CHECK YOUR UNDERSTANDING:
1. Answer these questions using the news report on Hedley's fraud case:
(a) How much did Hedley withdraw from ATMs without saying how she spent it?
(b) What was Hedley convicted of in 2015?
(c) By what month and year did Hedley have total control of the victim's finances?
2. Pick up the news report on Hedley's fraud against the elderly woman and continue it from its last sentence.

Her identity had been kept under wraps to enable her to sell her home to service the debt and extended when one of her children had a school exam.
The mother of two claimed to be remorseful for the year-long pattern of fraud as she positioned herself as the victim’s informal caregiver.
But Hedley, who pleaded guilty to two counts of using a document for a pecuniary advantage, would not disclose how she spent nearly $20,000 in ATM withdrawals.
She described the repeat thefts as “messy and opportunistic” but Judge Michael Turner rubbished that characterisation.
“This was premeditated and sustained offending for your own greed,” he said.
“You say there was no financial greed but there has been no explanation offered about how the money was spent.”
Hedley was assessed by Probation as being at low risk of reoffending.
The judge scoffed at that, pointing to a conviction in 2015 the defendant had received for stealing $40 from the bag of a 97-year-old while working as a carer.
“[It] indicates a propensity on your part to take advantage of elderly and vulnerable people,” he said.
The victim met Hedley in 2009 when she lived alone and had required home help after undergoing surgery.
After the defendant’s paid employment ceased she continued as an informal caregiver.
The victim managed her own finances until the middle of 2014 when she ended up in hospital following a fall.
After three months in respite care, she returned home.
Hedley took on tasks such as “grocery shopping, mail, paying invoices, tidying her bank statements and bills, and gardening”, court documents said.
By May 2016, she had total control of the victim’s finances.
While doing the woman’s shopping, the defendant would splash out on products for herself too.
Over seven months she racked up a bill of $3443 on groceries, household goods, clothing, skin-care products and furniture, which she organised to be delivered to her home.

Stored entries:
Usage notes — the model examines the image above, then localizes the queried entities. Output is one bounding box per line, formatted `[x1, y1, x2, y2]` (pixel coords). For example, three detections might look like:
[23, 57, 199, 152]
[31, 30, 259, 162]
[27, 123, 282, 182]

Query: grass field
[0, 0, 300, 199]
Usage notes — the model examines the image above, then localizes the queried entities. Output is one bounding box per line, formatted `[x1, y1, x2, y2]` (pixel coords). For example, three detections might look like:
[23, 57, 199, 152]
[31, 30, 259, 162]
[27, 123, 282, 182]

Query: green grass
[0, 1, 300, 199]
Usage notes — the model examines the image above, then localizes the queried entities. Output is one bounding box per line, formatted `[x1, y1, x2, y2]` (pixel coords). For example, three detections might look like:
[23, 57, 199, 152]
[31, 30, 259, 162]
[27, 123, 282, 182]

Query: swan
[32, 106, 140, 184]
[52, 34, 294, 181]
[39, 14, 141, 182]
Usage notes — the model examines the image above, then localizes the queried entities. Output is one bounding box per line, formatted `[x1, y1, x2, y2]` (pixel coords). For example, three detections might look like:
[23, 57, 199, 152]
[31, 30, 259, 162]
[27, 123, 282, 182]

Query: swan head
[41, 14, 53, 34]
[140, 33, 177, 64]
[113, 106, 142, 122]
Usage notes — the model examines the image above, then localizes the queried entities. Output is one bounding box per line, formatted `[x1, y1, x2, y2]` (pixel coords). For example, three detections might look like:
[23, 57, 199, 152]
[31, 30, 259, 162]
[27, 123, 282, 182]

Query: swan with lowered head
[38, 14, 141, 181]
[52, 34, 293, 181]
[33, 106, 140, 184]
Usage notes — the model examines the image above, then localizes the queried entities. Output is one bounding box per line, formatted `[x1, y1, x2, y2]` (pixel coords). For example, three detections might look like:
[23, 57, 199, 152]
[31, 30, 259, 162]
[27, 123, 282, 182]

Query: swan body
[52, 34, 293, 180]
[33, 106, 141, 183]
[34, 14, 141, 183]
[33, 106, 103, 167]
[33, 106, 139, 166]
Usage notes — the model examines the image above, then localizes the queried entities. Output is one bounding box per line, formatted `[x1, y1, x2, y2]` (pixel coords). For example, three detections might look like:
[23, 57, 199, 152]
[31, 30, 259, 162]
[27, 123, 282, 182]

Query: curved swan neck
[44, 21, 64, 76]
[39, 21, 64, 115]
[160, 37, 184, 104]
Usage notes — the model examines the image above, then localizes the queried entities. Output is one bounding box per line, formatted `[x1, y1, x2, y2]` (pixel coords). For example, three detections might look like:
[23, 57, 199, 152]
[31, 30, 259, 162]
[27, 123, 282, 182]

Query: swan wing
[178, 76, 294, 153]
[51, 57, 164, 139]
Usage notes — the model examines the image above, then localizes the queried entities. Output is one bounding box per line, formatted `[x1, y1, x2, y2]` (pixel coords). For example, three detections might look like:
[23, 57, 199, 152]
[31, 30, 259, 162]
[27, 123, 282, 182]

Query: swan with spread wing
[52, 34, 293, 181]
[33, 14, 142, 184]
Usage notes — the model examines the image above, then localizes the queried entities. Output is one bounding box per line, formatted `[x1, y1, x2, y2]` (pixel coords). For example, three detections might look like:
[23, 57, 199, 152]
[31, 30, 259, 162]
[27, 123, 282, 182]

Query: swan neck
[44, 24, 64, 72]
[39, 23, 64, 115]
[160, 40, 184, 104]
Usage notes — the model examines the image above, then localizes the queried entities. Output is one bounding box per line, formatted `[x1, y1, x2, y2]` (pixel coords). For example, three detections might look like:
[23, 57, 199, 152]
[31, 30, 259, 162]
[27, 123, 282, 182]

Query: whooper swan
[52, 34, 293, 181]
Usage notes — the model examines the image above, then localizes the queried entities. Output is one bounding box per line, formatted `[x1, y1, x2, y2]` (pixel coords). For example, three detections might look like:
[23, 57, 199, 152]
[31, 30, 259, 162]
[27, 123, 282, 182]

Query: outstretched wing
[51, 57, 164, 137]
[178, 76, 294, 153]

RESULTS FOR EACH TASK:
1.
(a) Nearly $20,000.
(b) Stealing $40 from the bag of a 97-year-old while working as a carer.
(c) May 2016.

2.
Hedley even swiped her own loyalty card to collect points for the transactions, the court heard.
The bulk of the fraud though came from cash withdrawals.
By May 2017, she had stolen $19,600 through ATMs.
Even at a restorative-justice conference with the victim’s niece, Hedley would not answer questions about how the cash was spent.
Defence counsel Andrew Dawson said it was certainly not used to fund “an extravagant lifestyle”
The offending was eventually discovered when a power bill went unpaid and the victim’s family became involved.
Over 44 fraudulent transactions, Hedley got away with $23,044.
Crown prosecutor Catherine Ure said it had caused the elderly victim “significant personal distress”, who was saving money to support others.
Mr Dawson, while accepting his client was at fault, said she too had suffered.
She had effectively seen her life “burn to the ground” since being found out, he said.
Hedley’s marriage had ended, she had sold her home to repay the victim in full and was now unemployed.
A family spokesperson for the victim described the case as “tragic for everybody” and hoped the defendant turned her life around for the good of her family.